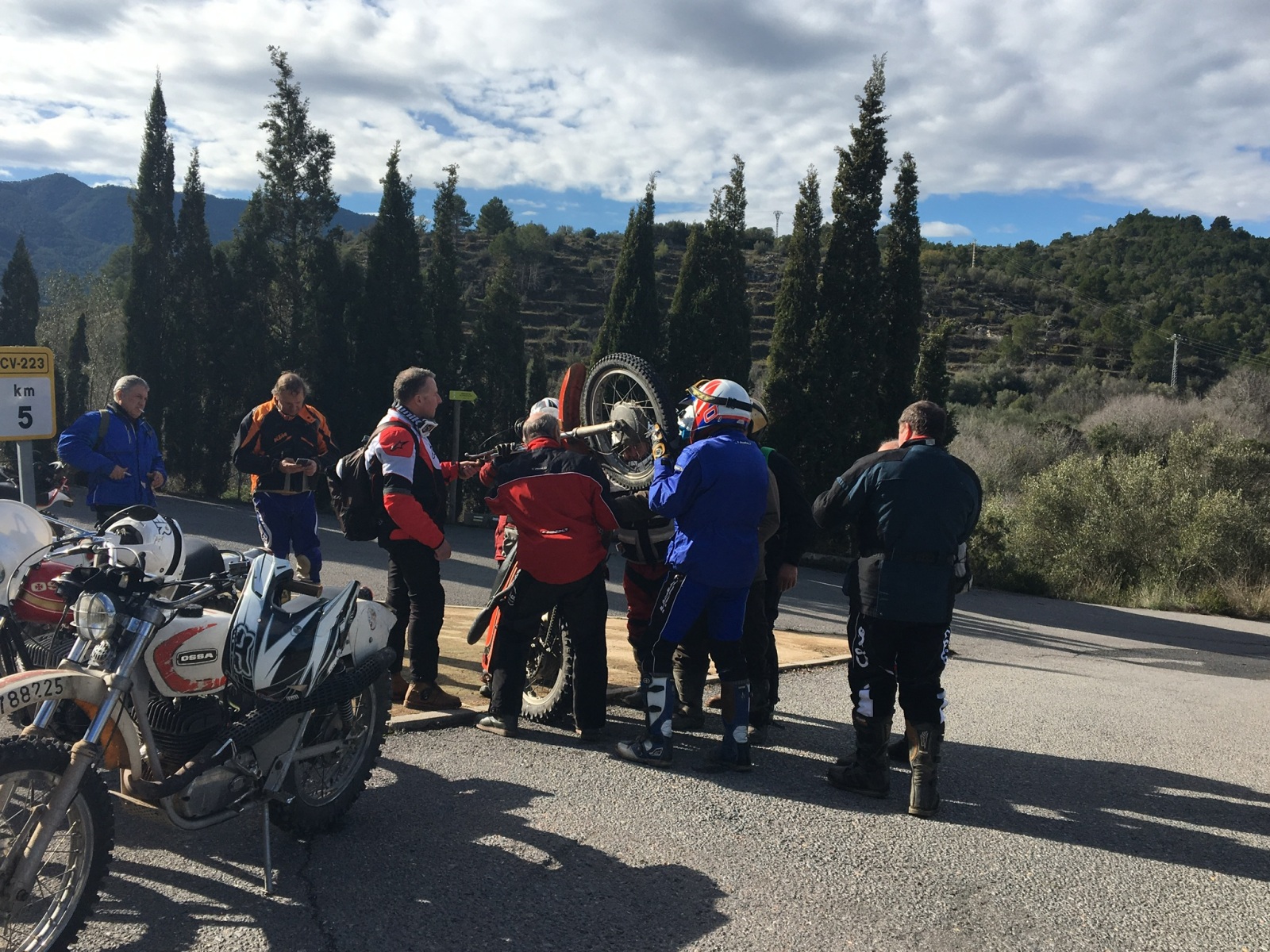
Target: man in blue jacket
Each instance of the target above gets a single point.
(118, 451)
(717, 493)
(912, 507)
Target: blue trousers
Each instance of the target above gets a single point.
(290, 522)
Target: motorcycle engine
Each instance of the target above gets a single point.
(182, 727)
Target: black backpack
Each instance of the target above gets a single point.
(356, 495)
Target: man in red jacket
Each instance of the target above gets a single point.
(560, 505)
(414, 498)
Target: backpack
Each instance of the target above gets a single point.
(356, 497)
(78, 476)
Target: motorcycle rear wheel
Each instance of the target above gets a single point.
(549, 672)
(324, 787)
(632, 382)
(75, 862)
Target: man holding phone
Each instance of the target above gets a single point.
(283, 444)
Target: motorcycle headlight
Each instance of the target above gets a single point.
(94, 616)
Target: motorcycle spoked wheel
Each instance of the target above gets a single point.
(75, 862)
(548, 672)
(324, 787)
(625, 378)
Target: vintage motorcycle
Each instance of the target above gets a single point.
(283, 704)
(610, 413)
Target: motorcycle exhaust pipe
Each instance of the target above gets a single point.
(337, 689)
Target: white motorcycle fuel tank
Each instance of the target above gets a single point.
(187, 655)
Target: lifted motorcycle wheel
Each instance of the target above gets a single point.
(76, 858)
(549, 673)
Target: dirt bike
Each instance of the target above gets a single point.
(281, 704)
(609, 413)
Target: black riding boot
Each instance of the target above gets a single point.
(924, 757)
(869, 774)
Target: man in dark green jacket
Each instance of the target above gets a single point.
(912, 508)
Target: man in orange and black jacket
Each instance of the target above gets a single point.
(283, 443)
(562, 508)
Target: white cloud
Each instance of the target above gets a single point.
(1149, 105)
(943, 228)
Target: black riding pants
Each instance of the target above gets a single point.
(418, 601)
(583, 608)
(887, 653)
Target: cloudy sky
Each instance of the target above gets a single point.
(1026, 118)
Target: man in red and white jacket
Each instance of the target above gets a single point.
(414, 498)
(560, 505)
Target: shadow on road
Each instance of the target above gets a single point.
(419, 863)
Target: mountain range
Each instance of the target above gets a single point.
(76, 228)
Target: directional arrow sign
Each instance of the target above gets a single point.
(27, 393)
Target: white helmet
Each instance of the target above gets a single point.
(279, 654)
(154, 543)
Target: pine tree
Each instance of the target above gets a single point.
(791, 406)
(495, 219)
(849, 338)
(393, 306)
(19, 298)
(903, 295)
(148, 306)
(444, 289)
(495, 357)
(709, 323)
(296, 206)
(633, 323)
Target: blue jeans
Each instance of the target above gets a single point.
(290, 522)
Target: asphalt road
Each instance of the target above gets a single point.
(1105, 787)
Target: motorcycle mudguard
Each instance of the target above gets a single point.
(571, 397)
(32, 689)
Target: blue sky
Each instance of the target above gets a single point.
(1026, 120)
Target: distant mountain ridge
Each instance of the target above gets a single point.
(76, 228)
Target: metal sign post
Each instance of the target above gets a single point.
(27, 408)
(457, 397)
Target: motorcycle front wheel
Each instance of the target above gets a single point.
(626, 387)
(74, 865)
(548, 672)
(324, 786)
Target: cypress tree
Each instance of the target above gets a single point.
(393, 308)
(789, 404)
(192, 336)
(495, 357)
(19, 298)
(849, 338)
(632, 321)
(74, 393)
(146, 306)
(708, 325)
(903, 282)
(444, 291)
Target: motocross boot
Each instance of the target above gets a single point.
(760, 711)
(924, 755)
(733, 752)
(690, 685)
(657, 746)
(869, 774)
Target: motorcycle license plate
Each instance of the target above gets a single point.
(31, 693)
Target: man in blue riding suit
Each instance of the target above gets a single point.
(717, 493)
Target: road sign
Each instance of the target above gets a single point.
(27, 393)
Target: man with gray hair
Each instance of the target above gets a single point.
(118, 451)
(562, 508)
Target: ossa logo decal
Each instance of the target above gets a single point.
(200, 657)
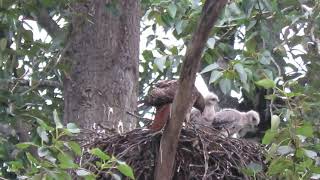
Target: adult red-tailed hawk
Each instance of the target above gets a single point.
(162, 95)
(231, 121)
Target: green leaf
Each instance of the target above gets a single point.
(75, 147)
(3, 44)
(97, 152)
(225, 86)
(66, 162)
(279, 165)
(160, 62)
(211, 42)
(172, 9)
(90, 177)
(310, 154)
(215, 75)
(43, 134)
(305, 130)
(180, 26)
(241, 71)
(83, 172)
(284, 150)
(125, 169)
(265, 57)
(31, 158)
(266, 83)
(275, 121)
(147, 55)
(25, 145)
(255, 167)
(268, 136)
(73, 128)
(210, 68)
(57, 119)
(43, 151)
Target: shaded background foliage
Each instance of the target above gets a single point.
(265, 50)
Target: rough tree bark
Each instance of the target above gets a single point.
(169, 141)
(103, 55)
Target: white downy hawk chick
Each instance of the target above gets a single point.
(231, 121)
(211, 101)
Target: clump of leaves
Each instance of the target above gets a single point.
(292, 144)
(56, 156)
(107, 164)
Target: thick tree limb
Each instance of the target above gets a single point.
(181, 104)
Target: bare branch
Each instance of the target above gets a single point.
(24, 82)
(181, 104)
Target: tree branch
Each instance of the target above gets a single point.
(23, 82)
(181, 104)
(45, 21)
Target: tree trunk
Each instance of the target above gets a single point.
(103, 54)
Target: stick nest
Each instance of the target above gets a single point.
(203, 153)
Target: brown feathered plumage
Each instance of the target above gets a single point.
(162, 95)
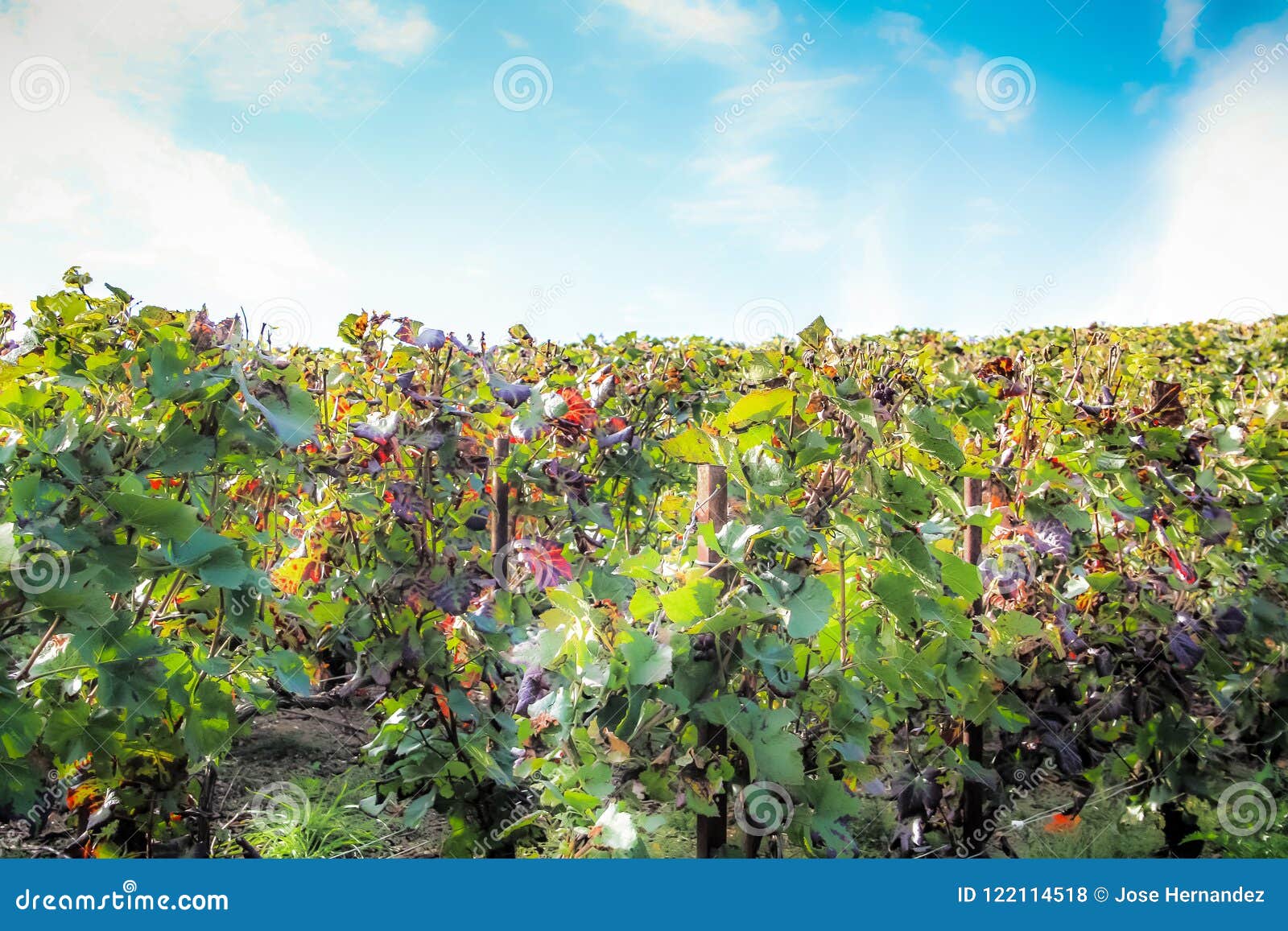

_PROMPT_. Locate each line of the listing above that contains the word "black" and copy those lines out. Case must match.

_OUTPUT FOR THIS EXERCISE_.
Target: black backpack
Target: black riding boot
Target: man in orange and black jacket
Target: black riding pants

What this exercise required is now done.